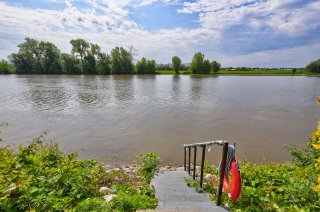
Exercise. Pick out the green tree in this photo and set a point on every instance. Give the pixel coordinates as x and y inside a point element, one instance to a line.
<point>36,57</point>
<point>95,50</point>
<point>176,63</point>
<point>50,58</point>
<point>25,59</point>
<point>79,48</point>
<point>89,64</point>
<point>121,61</point>
<point>215,66</point>
<point>206,67</point>
<point>142,66</point>
<point>146,66</point>
<point>197,63</point>
<point>70,64</point>
<point>313,67</point>
<point>151,66</point>
<point>5,68</point>
<point>103,64</point>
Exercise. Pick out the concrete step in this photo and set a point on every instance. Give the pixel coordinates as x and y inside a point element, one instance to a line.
<point>174,195</point>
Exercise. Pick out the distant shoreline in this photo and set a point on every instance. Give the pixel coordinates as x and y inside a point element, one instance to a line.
<point>222,73</point>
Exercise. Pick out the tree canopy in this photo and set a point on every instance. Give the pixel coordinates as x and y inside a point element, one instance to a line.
<point>215,66</point>
<point>199,65</point>
<point>41,57</point>
<point>313,67</point>
<point>145,66</point>
<point>176,64</point>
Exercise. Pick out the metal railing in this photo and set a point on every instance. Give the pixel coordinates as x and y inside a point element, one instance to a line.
<point>224,144</point>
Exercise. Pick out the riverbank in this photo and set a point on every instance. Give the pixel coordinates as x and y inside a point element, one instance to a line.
<point>221,72</point>
<point>246,73</point>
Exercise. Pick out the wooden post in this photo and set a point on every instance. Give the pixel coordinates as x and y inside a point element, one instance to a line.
<point>185,158</point>
<point>194,162</point>
<point>202,164</point>
<point>222,172</point>
<point>189,163</point>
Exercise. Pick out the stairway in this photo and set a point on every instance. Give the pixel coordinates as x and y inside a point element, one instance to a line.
<point>174,195</point>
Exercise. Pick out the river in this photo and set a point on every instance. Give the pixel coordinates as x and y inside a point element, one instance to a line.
<point>115,118</point>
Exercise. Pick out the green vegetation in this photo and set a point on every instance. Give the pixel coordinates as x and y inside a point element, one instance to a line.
<point>148,165</point>
<point>121,61</point>
<point>215,67</point>
<point>146,66</point>
<point>199,65</point>
<point>313,67</point>
<point>292,186</point>
<point>176,63</point>
<point>39,57</point>
<point>6,68</point>
<point>40,177</point>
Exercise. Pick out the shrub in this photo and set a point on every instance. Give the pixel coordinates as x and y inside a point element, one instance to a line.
<point>40,177</point>
<point>148,165</point>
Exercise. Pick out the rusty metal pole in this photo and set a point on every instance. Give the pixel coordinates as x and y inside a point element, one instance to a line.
<point>202,164</point>
<point>194,162</point>
<point>185,158</point>
<point>222,172</point>
<point>189,163</point>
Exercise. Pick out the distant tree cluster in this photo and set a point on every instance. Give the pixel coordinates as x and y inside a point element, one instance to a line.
<point>39,57</point>
<point>5,67</point>
<point>313,67</point>
<point>145,66</point>
<point>36,57</point>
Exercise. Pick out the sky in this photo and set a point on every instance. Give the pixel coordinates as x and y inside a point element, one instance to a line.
<point>251,33</point>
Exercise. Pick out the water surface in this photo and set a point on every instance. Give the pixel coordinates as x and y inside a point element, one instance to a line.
<point>115,118</point>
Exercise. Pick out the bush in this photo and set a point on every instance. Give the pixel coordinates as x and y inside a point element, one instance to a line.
<point>40,177</point>
<point>148,165</point>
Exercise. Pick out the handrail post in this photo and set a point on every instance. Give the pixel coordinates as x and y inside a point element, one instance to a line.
<point>194,162</point>
<point>189,162</point>
<point>202,164</point>
<point>222,172</point>
<point>185,158</point>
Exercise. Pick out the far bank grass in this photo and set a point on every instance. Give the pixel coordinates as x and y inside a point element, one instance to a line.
<point>249,72</point>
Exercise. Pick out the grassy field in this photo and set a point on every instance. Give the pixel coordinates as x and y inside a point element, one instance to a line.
<point>249,72</point>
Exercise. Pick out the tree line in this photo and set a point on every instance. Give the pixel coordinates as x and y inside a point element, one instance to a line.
<point>39,57</point>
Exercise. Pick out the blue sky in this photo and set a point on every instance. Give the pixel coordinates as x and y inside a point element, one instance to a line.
<point>254,33</point>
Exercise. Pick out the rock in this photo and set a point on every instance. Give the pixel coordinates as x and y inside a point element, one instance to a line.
<point>109,197</point>
<point>105,190</point>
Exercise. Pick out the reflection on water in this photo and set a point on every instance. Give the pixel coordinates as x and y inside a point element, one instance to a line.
<point>44,97</point>
<point>122,116</point>
<point>123,89</point>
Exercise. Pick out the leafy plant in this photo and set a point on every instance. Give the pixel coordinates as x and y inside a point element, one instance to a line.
<point>148,165</point>
<point>40,177</point>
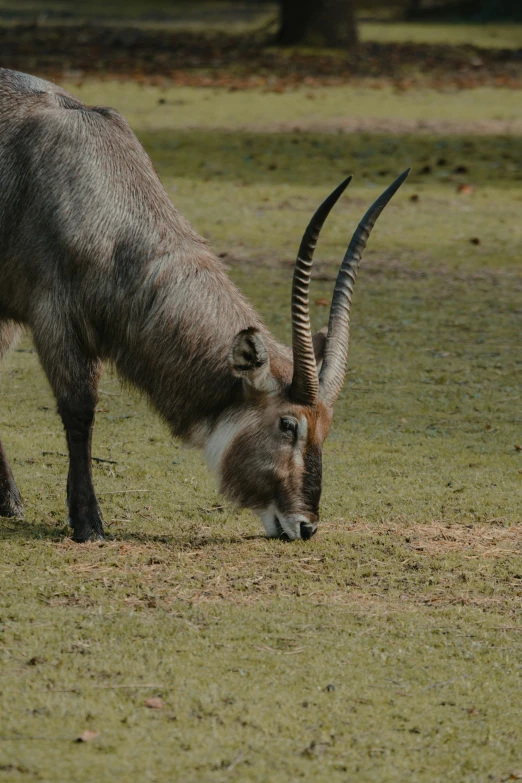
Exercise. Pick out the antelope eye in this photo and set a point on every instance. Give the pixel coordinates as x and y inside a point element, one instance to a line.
<point>288,426</point>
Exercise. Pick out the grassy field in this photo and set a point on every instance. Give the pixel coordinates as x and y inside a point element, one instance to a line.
<point>387,649</point>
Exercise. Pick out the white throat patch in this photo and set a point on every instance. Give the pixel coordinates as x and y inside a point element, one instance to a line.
<point>222,436</point>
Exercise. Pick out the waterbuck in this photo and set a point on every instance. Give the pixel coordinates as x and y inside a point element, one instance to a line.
<point>98,263</point>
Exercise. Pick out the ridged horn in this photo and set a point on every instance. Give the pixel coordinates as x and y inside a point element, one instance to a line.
<point>305,383</point>
<point>333,370</point>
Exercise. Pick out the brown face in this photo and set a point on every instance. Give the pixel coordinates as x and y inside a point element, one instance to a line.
<point>268,457</point>
<point>267,450</point>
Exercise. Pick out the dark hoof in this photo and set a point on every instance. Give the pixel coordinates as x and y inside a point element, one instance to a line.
<point>87,529</point>
<point>80,538</point>
<point>11,507</point>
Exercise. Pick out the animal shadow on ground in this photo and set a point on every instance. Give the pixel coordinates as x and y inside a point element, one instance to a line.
<point>13,528</point>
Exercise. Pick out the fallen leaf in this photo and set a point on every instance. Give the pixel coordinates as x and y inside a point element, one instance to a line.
<point>87,736</point>
<point>155,703</point>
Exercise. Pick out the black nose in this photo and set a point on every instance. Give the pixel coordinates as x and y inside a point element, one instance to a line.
<point>307,530</point>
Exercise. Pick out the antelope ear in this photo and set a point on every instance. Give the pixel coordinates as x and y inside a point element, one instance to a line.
<point>319,343</point>
<point>249,360</point>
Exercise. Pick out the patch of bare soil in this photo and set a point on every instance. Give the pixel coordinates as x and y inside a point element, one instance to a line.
<point>391,126</point>
<point>243,62</point>
<point>385,566</point>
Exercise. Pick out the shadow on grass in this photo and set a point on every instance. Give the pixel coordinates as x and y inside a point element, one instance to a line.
<point>11,529</point>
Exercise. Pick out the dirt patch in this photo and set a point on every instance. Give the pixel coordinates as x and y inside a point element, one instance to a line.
<point>244,62</point>
<point>386,126</point>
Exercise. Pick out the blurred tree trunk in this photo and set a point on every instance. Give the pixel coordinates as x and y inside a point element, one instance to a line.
<point>318,23</point>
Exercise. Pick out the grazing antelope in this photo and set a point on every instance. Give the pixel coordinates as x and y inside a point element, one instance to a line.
<point>97,262</point>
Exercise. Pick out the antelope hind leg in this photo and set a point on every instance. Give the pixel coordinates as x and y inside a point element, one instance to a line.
<point>10,500</point>
<point>74,380</point>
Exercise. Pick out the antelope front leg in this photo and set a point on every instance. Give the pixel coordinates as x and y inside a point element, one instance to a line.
<point>84,513</point>
<point>10,500</point>
<point>74,379</point>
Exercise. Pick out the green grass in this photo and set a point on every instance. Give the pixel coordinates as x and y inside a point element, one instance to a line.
<point>488,36</point>
<point>181,108</point>
<point>389,647</point>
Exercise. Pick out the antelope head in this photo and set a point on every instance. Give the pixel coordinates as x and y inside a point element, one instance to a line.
<point>267,450</point>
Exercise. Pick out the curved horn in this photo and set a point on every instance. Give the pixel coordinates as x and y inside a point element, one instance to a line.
<point>332,374</point>
<point>305,384</point>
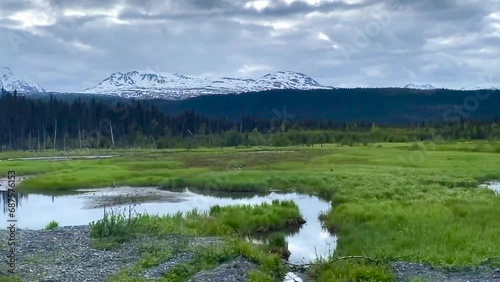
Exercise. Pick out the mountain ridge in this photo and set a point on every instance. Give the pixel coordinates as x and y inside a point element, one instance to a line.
<point>10,82</point>
<point>138,84</point>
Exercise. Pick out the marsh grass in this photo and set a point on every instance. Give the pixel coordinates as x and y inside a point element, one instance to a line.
<point>391,201</point>
<point>242,220</point>
<point>52,225</point>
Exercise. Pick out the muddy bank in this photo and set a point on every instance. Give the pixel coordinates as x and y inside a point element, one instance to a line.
<point>67,254</point>
<point>4,182</point>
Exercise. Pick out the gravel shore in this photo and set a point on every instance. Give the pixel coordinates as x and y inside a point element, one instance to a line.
<point>66,254</point>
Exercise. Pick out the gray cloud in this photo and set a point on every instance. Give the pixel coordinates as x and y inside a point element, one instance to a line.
<point>69,45</point>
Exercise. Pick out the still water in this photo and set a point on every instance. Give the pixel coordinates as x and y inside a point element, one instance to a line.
<point>35,211</point>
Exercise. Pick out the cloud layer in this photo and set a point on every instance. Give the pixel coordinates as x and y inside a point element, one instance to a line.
<point>70,45</point>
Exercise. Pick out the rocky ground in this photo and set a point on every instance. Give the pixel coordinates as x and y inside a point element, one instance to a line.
<point>67,254</point>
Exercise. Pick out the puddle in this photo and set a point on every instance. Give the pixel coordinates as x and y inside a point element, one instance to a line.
<point>60,158</point>
<point>35,211</point>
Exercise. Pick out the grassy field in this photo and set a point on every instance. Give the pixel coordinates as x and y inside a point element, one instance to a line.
<point>399,201</point>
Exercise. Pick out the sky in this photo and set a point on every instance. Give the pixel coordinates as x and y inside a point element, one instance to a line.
<point>71,45</point>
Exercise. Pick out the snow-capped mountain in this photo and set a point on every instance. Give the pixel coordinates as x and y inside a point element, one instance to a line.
<point>10,82</point>
<point>143,84</point>
<point>420,86</point>
<point>471,87</point>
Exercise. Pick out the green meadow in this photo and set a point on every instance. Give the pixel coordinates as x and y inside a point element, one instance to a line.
<point>390,201</point>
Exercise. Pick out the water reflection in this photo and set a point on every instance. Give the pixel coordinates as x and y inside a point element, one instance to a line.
<point>305,245</point>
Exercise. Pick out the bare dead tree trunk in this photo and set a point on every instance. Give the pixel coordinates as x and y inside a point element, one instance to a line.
<point>44,137</point>
<point>112,136</point>
<point>80,134</point>
<point>55,134</point>
<point>182,131</point>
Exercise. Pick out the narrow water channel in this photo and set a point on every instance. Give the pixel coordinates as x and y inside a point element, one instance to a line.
<point>35,211</point>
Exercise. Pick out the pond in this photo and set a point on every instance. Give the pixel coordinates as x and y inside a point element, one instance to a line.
<point>35,211</point>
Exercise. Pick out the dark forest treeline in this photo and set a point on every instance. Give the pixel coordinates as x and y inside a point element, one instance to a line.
<point>37,124</point>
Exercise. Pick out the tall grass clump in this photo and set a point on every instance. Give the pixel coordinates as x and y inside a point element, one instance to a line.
<point>52,225</point>
<point>219,221</point>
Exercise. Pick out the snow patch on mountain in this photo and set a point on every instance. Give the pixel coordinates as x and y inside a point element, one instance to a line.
<point>10,82</point>
<point>420,86</point>
<point>143,84</point>
<point>471,87</point>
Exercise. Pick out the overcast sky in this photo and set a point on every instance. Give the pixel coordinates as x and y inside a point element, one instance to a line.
<point>70,45</point>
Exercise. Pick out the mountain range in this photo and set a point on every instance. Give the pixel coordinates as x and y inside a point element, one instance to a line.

What you have to do
Copy exactly the lines from the one containing "Exercise. Pick out the snow patch" through the last line of the records, both included, and nothing else.

Solved problem
Exercise. Pick out the snow patch on mountain in this photo and set a point on every instance. Give the pixel coordinates as x and y inside a point element, one instance to a line.
<point>10,82</point>
<point>420,86</point>
<point>143,84</point>
<point>471,87</point>
Exercise. Pick out the overcast sky in this photo and set a point on every instance. Give the pixel coordinates as x and y inside a point element, one instance to a line.
<point>70,45</point>
Exercise. Pick out the mountain range in this photo and set a point on every instance. Give the pixel coordinates as x and y inside a point element, one instance to a line.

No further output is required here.